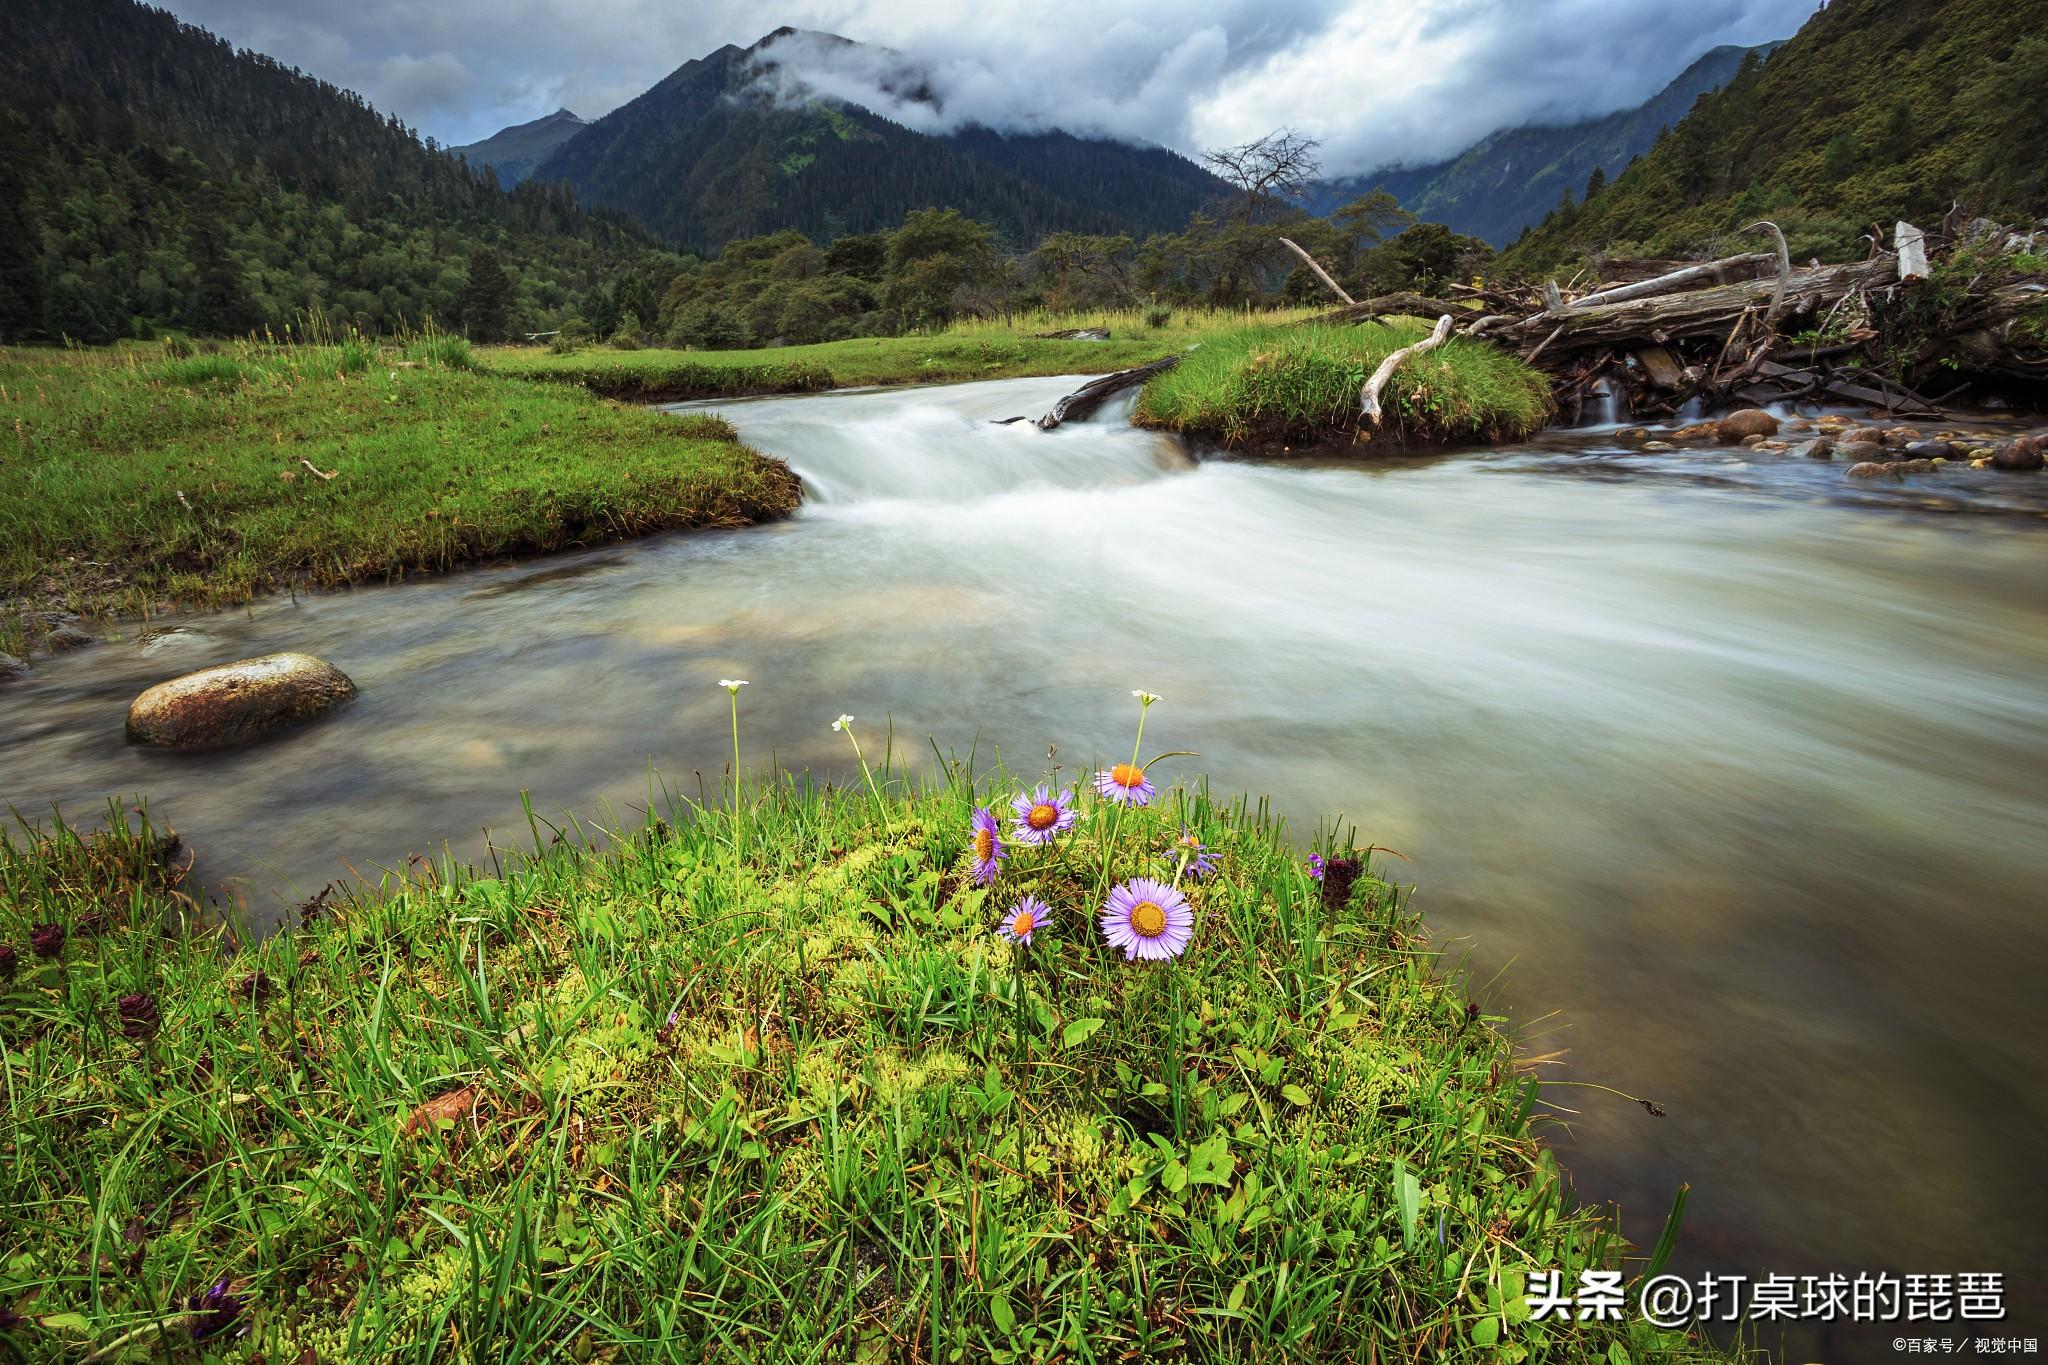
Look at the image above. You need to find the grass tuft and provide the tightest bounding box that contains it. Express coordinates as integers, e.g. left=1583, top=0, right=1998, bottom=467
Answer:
left=1135, top=321, right=1554, bottom=451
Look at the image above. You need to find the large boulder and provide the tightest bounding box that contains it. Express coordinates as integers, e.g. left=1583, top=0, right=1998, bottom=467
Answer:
left=127, top=652, right=357, bottom=748
left=1716, top=409, right=1780, bottom=442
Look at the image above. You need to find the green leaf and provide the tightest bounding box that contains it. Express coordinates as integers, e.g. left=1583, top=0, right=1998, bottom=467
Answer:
left=1394, top=1159, right=1422, bottom=1249
left=1187, top=1133, right=1236, bottom=1186
left=1160, top=1159, right=1188, bottom=1193
left=1061, top=1016, right=1105, bottom=1048
left=1281, top=1083, right=1312, bottom=1107
left=1472, top=1317, right=1500, bottom=1348
left=1608, top=1344, right=1634, bottom=1365
left=989, top=1292, right=1017, bottom=1335
left=1226, top=1280, right=1248, bottom=1313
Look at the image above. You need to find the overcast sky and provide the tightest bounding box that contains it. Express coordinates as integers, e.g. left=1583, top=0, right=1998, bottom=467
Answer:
left=158, top=0, right=1820, bottom=174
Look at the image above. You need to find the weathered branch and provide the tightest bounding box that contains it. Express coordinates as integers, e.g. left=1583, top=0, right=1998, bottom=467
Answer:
left=1361, top=315, right=1454, bottom=425
left=1022, top=354, right=1184, bottom=431
left=1291, top=293, right=1470, bottom=328
left=1744, top=221, right=1792, bottom=331
left=1277, top=237, right=1355, bottom=305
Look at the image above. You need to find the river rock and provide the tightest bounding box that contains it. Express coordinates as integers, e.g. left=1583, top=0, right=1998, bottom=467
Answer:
..............................
• Exercise:
Write out only the lines from the one containing "Look at the image above. You need to find the weathered" through the end of the listing above, exactly as they stand.

• Written solution:
Look at the image above. You need to find the weathered branch and provide the tightest bounding box that contains it. Express coordinates as integers, e.g. left=1583, top=0, right=1998, bottom=467
Answer:
left=1361, top=315, right=1454, bottom=425
left=1022, top=354, right=1184, bottom=431
left=1291, top=293, right=1470, bottom=328
left=1744, top=221, right=1792, bottom=331
left=1277, top=237, right=1355, bottom=305
Look at the image above. You need to find the river rock and provide the tightest bounding box that contains it. Express coordinates as integers, e.g. left=1583, top=0, right=1998, bottom=467
Answer:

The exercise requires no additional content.